— TASK DIRECTIONS —
Each record should be given again exactly, and any picture in it left out.

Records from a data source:
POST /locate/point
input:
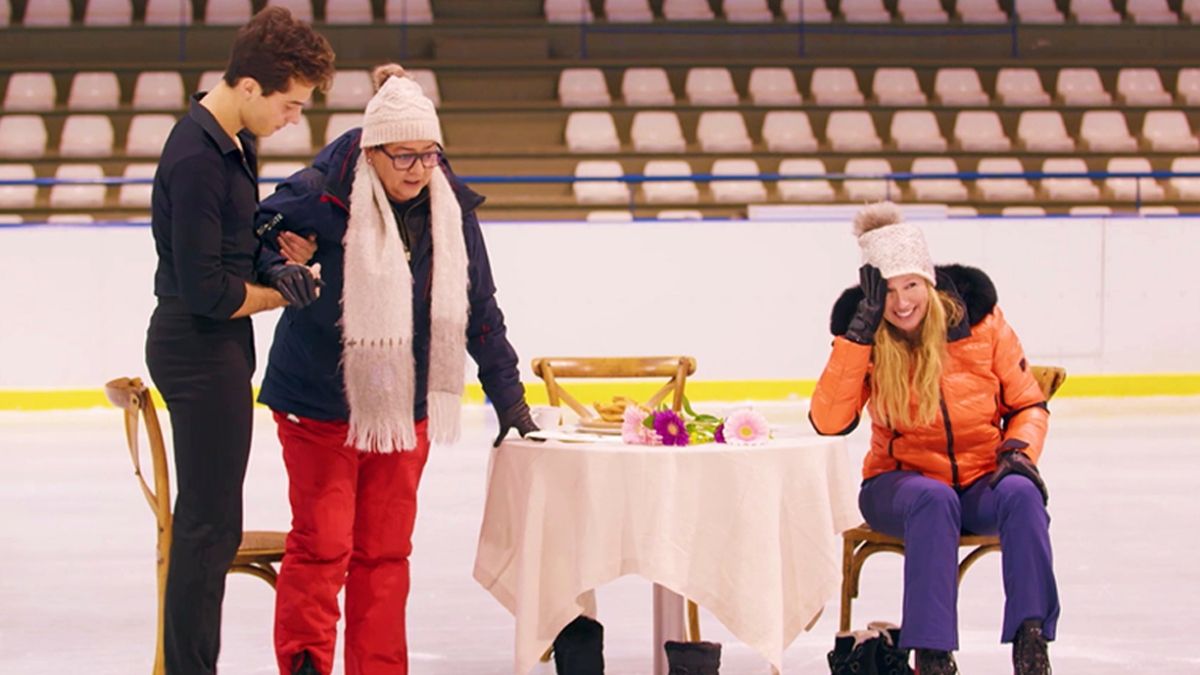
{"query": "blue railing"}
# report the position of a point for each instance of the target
(635, 179)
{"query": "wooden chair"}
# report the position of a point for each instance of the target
(258, 551)
(862, 542)
(675, 369)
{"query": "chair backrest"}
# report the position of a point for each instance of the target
(132, 396)
(1050, 378)
(675, 369)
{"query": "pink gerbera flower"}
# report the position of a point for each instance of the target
(671, 428)
(745, 428)
(633, 428)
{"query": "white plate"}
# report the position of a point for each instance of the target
(573, 436)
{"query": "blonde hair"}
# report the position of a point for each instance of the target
(905, 384)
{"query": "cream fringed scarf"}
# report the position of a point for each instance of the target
(377, 318)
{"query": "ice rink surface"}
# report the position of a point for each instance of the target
(77, 580)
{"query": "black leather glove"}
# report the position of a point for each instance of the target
(294, 282)
(515, 417)
(1011, 459)
(870, 309)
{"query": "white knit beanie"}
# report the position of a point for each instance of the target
(400, 112)
(893, 246)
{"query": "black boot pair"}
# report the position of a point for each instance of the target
(693, 658)
(1030, 650)
(875, 651)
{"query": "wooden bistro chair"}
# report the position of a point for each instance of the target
(675, 369)
(258, 551)
(862, 542)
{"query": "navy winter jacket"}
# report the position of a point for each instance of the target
(304, 375)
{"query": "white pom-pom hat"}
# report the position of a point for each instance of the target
(892, 245)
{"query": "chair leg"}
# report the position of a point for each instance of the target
(264, 571)
(973, 556)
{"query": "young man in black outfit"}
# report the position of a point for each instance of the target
(211, 276)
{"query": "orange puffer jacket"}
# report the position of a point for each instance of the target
(988, 392)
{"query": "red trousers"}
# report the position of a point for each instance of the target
(352, 524)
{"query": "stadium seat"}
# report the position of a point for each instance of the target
(1168, 131)
(835, 87)
(1107, 131)
(22, 136)
(979, 131)
(804, 190)
(1068, 189)
(1002, 189)
(87, 136)
(774, 87)
(64, 196)
(1043, 131)
(159, 89)
(869, 189)
(17, 196)
(789, 131)
(168, 12)
(108, 12)
(1141, 87)
(917, 131)
(568, 11)
(658, 131)
(711, 87)
(959, 87)
(582, 88)
(1020, 87)
(408, 12)
(148, 133)
(936, 189)
(737, 191)
(852, 131)
(592, 132)
(600, 192)
(137, 195)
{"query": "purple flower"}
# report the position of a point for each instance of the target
(747, 428)
(670, 428)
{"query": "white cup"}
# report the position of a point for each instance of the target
(547, 417)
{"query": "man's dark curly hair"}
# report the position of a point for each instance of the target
(274, 48)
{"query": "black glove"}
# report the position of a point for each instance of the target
(294, 282)
(870, 309)
(1009, 460)
(515, 417)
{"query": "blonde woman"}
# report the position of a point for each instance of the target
(957, 429)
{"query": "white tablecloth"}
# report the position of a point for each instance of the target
(751, 533)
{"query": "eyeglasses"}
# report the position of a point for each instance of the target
(405, 161)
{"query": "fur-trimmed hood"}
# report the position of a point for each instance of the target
(970, 285)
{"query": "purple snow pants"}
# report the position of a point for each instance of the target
(929, 515)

— OUTPUT OF THE EXERCISE —
POST /locate/point
input:
{"query": "blue railing"}
# report the position of a point for each instance of the target
(635, 179)
{"query": "wooden chair"}
# report the position of a point for each instance of the target
(258, 551)
(862, 542)
(675, 369)
{"query": "chair backrest"}
# report the position of a point for each instance of the target
(132, 396)
(1050, 378)
(675, 369)
{"query": "pink gerbera flower"}
# report the position of a point for each instance of the target
(671, 428)
(745, 428)
(633, 428)
{"query": "white plate"}
# report the position of a point for each instance of the target
(573, 436)
{"query": "blonde hair"}
# report the position of a point for each instance of the target
(905, 384)
{"query": "cream fringed scarf"}
# report the position of a point for each instance of the target
(377, 318)
{"query": "ice rink surface"}
# report the position of a point for each instance of the target
(77, 580)
{"query": "black leather glove"}
# report the position of a point for each instance of the target
(294, 282)
(515, 417)
(1011, 459)
(870, 309)
{"query": "white knit beanie"}
# report the position of a point for each instance of the target
(400, 112)
(893, 246)
{"query": "black boot pair"}
# report the position of a point for each instance of the target
(693, 658)
(1030, 650)
(875, 651)
{"query": "wooden bistro chair"}
# report the position of a point for each instance of the target
(675, 369)
(258, 551)
(862, 542)
{"query": "navy winter jacket"}
# report the position of a point for each instance of the target
(304, 375)
{"query": "white pom-pom hat"}
# report the position of a point for each instance of the target
(892, 245)
{"query": "chair leg"}
# report the position of a point for each instance of the target
(264, 571)
(973, 556)
{"query": "young man in black outfit"}
# report the position of a point for each instance of the target
(211, 276)
{"query": "orange puffer jacket"}
# report the position of a point for each instance of the target
(988, 392)
{"query": "red trousers"}
# report the position of a point for each instance of the target
(352, 524)
{"query": "stadium seat"}
# report the position of a point for each instance of the target
(1168, 131)
(835, 87)
(1107, 131)
(22, 136)
(979, 131)
(804, 190)
(1068, 189)
(1002, 189)
(87, 136)
(774, 87)
(64, 196)
(1043, 131)
(159, 89)
(869, 189)
(17, 196)
(789, 131)
(168, 12)
(108, 12)
(1141, 87)
(917, 131)
(568, 11)
(658, 131)
(711, 87)
(959, 87)
(582, 88)
(1020, 87)
(408, 12)
(148, 133)
(936, 189)
(737, 191)
(852, 131)
(592, 132)
(600, 192)
(137, 195)
{"query": "purple flower"}
# report the position of a point for each instance of the target
(747, 428)
(670, 428)
{"query": "white cup"}
# report the position of a point for each instance of the target
(547, 417)
{"query": "man's dark curly hair"}
# report the position of a point for each instance of the target
(274, 48)
{"query": "black glove"}
# report the position of a point for each instance of the target
(294, 282)
(870, 309)
(1009, 460)
(515, 417)
{"query": "blonde woman"}
# report the position of a point for each instance of the target
(957, 429)
{"query": "white tablecloth"}
# report the position of a point for each instance of the target
(751, 533)
{"query": "eyeglasses"}
# report the position of a point for each instance of the target
(405, 161)
{"query": "fur-trimmed hood"}
# report the position of a point for each instance of the target
(970, 285)
{"query": "purple snow pants"}
# report the position of a point for each instance of the target
(929, 515)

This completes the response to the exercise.